◆ Problem
Substitute "one point for each instance" for every occurrence of "one point per instance" in the records below and reproduce them with nothing else changed. Omit the pictures from your output.

══ Materials provided

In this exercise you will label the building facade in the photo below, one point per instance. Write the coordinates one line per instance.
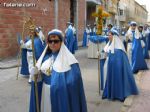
(47, 13)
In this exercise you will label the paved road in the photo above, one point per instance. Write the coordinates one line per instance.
(14, 94)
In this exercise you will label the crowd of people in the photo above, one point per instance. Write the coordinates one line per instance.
(57, 71)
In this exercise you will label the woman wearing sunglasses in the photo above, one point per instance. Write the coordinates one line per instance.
(60, 86)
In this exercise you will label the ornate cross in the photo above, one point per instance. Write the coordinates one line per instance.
(100, 14)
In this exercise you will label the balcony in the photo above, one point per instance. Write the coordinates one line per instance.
(112, 9)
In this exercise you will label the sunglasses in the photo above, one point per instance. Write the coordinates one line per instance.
(53, 41)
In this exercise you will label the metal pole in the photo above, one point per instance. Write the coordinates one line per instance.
(35, 77)
(19, 54)
(98, 69)
(56, 13)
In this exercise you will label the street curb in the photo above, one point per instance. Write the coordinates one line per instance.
(9, 64)
(129, 100)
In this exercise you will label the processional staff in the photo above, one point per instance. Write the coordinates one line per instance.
(99, 23)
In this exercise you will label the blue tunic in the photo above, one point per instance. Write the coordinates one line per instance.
(24, 64)
(70, 40)
(120, 82)
(138, 62)
(67, 92)
(84, 41)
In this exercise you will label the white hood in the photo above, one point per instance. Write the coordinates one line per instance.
(63, 61)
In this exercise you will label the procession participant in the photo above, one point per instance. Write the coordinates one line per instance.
(69, 38)
(60, 86)
(134, 49)
(119, 80)
(143, 37)
(38, 49)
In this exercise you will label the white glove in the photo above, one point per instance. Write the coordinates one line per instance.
(34, 71)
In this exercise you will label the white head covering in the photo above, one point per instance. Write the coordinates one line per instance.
(115, 44)
(129, 32)
(63, 61)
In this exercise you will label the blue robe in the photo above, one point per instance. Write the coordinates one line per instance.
(145, 49)
(70, 40)
(138, 62)
(148, 41)
(120, 82)
(84, 41)
(67, 92)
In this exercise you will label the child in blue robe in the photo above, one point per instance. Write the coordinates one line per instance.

════

◆ Result for this exercise
In this exercise you will label the building facade in the photo below, one point for each instance. Write the coordinates one line per instance.
(47, 13)
In this exercise you will label the paved road in the photo above, one point for each instance. Write the coordinates one line per instance.
(14, 94)
In this exercise you will label the crowd of people in the photo above, one point for each instance. Write the coordinates one line per instance.
(57, 71)
In this exercise you will label the woman wearing sunglasses in the photo above, one point for each instance. Write the coordinates one line per instance.
(60, 86)
In this exercise you will label the ornate cross in the photo above, one point for each instance. Write the coordinates one line per instance.
(100, 14)
In this exercise you will label the balcony in the photo above, one point for each instance. Write the coordinates one line per instance.
(112, 9)
In this exercise you will label the sunglasses in the photo above, one point for each instance. Write the coordinates one line per instance.
(53, 41)
In this exercise you will label the metal pole in the photo above, one point for each instance. Write the coordinates one line per instance.
(35, 77)
(19, 54)
(98, 69)
(56, 13)
In this exercise you will label the street curb in the photo above, one point for each instance. Write the coordinates one line per instance.
(9, 64)
(129, 100)
In this exercise you will label the processional staff in the photo above, one point for each instance. Write the coordinates one line per instance.
(99, 23)
In this exercise you will label the blue tunic in the photo above, one point for each instance. Write the coordinates one line per instance.
(24, 64)
(70, 40)
(120, 82)
(138, 62)
(67, 92)
(84, 41)
In this exercise you will label the white hood in the photo above, one point for each instance. Write the coordinates one line per instance.
(63, 61)
In this exercise you will label the procession participant in the photo above, one point for each instance. Write the coordinates one line per instance.
(69, 38)
(60, 86)
(134, 49)
(119, 80)
(143, 37)
(38, 49)
In this exercise you will label the white glove in the photo above, one point for each instance. Write the coordinates one line per instance.
(34, 71)
In this exercise you will label the white head covering in the photo above, one point for each instance. Write the coordinates one line per instance.
(115, 44)
(129, 32)
(63, 61)
In this exercise you will label the blue robe in the photo above, one point for each instance. Write the coordinates one line per instance.
(145, 49)
(70, 40)
(138, 62)
(148, 41)
(120, 82)
(84, 41)
(67, 92)
In this exercise you will label the child in blue robe in the photo above, one point for each instance. Write the coordinates one line per instance.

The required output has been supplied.